Stored data entries:
>>
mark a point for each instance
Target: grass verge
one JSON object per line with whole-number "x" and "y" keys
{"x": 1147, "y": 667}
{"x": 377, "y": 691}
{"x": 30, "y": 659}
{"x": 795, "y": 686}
<<
● To do: Give the data again. Keep every line identical.

● Output of the task:
mark a point for each instance
Target: grass verge
one JSON object per line with whole-number "x" and "y" keys
{"x": 1147, "y": 667}
{"x": 377, "y": 691}
{"x": 30, "y": 659}
{"x": 795, "y": 686}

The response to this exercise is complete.